***** Information shown *****

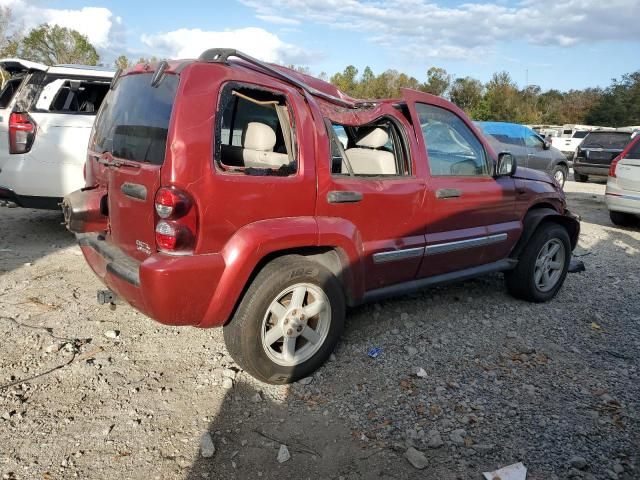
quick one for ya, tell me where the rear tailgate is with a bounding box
[617,140,640,192]
[89,71,179,262]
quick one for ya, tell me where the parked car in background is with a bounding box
[63,49,580,384]
[475,121,570,187]
[606,134,640,226]
[0,58,114,209]
[573,129,636,183]
[551,124,612,162]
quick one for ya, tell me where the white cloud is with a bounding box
[140,26,313,64]
[239,0,640,60]
[0,0,118,49]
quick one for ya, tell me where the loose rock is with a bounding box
[200,433,216,458]
[277,444,290,463]
[405,447,428,469]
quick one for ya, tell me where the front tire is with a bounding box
[223,256,345,384]
[573,171,588,183]
[552,164,568,187]
[610,210,637,227]
[505,223,571,302]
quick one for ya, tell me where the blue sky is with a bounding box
[4,0,639,92]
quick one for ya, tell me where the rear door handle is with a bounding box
[436,188,461,199]
[327,191,363,203]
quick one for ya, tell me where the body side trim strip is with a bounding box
[372,246,425,264]
[425,233,507,255]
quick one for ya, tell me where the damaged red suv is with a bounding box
[63,49,580,384]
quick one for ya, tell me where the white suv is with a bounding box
[0,59,114,209]
[606,133,640,226]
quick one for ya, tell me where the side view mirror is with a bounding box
[543,139,551,150]
[496,152,517,177]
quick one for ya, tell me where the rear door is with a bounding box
[617,138,640,192]
[89,72,179,261]
[316,116,426,291]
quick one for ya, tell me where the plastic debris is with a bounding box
[367,347,382,358]
[483,462,527,480]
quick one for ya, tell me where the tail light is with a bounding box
[154,187,197,254]
[609,155,621,178]
[8,112,36,154]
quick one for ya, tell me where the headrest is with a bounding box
[243,122,276,151]
[356,127,389,148]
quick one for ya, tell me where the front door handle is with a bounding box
[436,188,461,199]
[327,191,363,203]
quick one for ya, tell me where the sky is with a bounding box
[2,0,639,92]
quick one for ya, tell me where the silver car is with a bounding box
[475,122,570,187]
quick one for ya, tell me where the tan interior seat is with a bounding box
[241,122,289,169]
[344,127,397,175]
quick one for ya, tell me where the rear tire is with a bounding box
[505,223,571,302]
[552,164,568,187]
[610,211,637,227]
[223,255,345,384]
[573,171,588,183]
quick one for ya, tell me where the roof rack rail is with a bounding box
[198,48,360,109]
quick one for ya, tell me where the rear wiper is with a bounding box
[97,157,141,169]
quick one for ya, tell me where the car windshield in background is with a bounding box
[581,132,631,149]
[0,77,24,109]
[92,73,179,165]
[573,131,589,139]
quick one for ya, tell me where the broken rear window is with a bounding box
[0,77,24,109]
[92,73,179,165]
[215,83,297,176]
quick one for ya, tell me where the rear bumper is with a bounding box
[605,182,640,215]
[573,162,609,177]
[78,233,227,327]
[0,186,61,209]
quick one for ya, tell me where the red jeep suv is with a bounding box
[63,49,580,384]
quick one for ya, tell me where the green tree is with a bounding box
[478,71,521,122]
[330,65,359,96]
[115,55,131,70]
[586,73,639,126]
[449,77,484,115]
[422,67,451,97]
[19,24,99,65]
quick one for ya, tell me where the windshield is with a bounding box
[573,131,589,139]
[92,73,179,165]
[581,132,631,150]
[0,77,24,109]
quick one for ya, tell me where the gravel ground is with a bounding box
[1,177,639,480]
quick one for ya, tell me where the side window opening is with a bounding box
[418,104,488,177]
[329,118,409,177]
[216,84,296,176]
[35,78,110,113]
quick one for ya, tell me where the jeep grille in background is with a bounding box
[92,73,179,165]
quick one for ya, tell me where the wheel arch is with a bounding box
[511,205,580,259]
[198,217,364,328]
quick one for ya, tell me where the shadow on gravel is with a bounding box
[0,207,74,275]
[183,379,420,480]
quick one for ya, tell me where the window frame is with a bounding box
[327,114,413,179]
[213,80,299,176]
[21,73,111,116]
[417,103,491,178]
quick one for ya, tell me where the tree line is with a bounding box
[1,6,637,127]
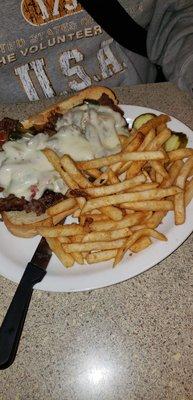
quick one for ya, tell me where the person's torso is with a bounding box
[0,0,156,103]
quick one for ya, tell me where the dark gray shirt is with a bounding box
[0,0,192,103]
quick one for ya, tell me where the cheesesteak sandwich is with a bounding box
[0,86,128,237]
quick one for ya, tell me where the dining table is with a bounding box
[0,82,193,400]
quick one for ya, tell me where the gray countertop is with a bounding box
[0,83,193,400]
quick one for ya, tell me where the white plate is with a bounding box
[0,105,193,292]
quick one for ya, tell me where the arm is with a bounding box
[147,0,193,95]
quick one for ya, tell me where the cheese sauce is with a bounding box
[0,104,127,201]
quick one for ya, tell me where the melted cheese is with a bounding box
[0,103,127,200]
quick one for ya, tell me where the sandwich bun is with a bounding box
[2,86,118,237]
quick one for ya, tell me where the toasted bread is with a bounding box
[2,211,52,238]
[22,86,117,129]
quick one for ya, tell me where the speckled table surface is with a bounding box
[0,83,193,400]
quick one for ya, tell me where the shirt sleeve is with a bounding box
[146,0,193,96]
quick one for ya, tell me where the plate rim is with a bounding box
[0,104,193,292]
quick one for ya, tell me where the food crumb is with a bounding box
[172,352,181,361]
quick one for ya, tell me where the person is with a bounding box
[0,0,192,103]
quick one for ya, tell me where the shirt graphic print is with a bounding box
[0,1,154,102]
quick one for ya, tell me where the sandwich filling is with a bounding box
[0,99,128,212]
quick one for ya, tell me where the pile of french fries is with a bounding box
[36,113,193,268]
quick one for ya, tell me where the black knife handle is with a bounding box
[0,263,46,370]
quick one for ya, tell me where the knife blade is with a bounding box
[31,236,52,269]
[0,237,52,370]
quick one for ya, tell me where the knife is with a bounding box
[0,237,52,370]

*****

Your goal: Print, exactly as given, the lines from the one with "quick one for ya, tell me where the shirt sleeve" through the last line of the material above, and no others.

Task solution:
quick one for ya, tell me where the shirt sleeve is with a bounding box
[146,0,193,96]
quick one for ya, tell me where the plate rim is with a bounding box
[0,104,193,292]
quick one for ya, tell me where the food crumb is with a bounding box
[172,352,181,361]
quick one for ya, tell me where the person is with a bounding box
[0,0,192,103]
quick one for ya, tell me where the shirt graphic print is with a bounding box
[0,1,154,102]
quick one for ya, tell me where the sandwich filling is with a bounding box
[0,99,128,212]
quick one for ya, tell me where the pile of french fries is with a bounding box
[36,113,193,268]
quick one for ya, tell me where the black knife handle is with a bounding box
[0,263,46,370]
quick one for ya, tell me where the knife blade is with a bounding box
[31,236,52,269]
[0,237,52,370]
quick one for ya, tell me where the knife is with a bounding box
[0,237,52,370]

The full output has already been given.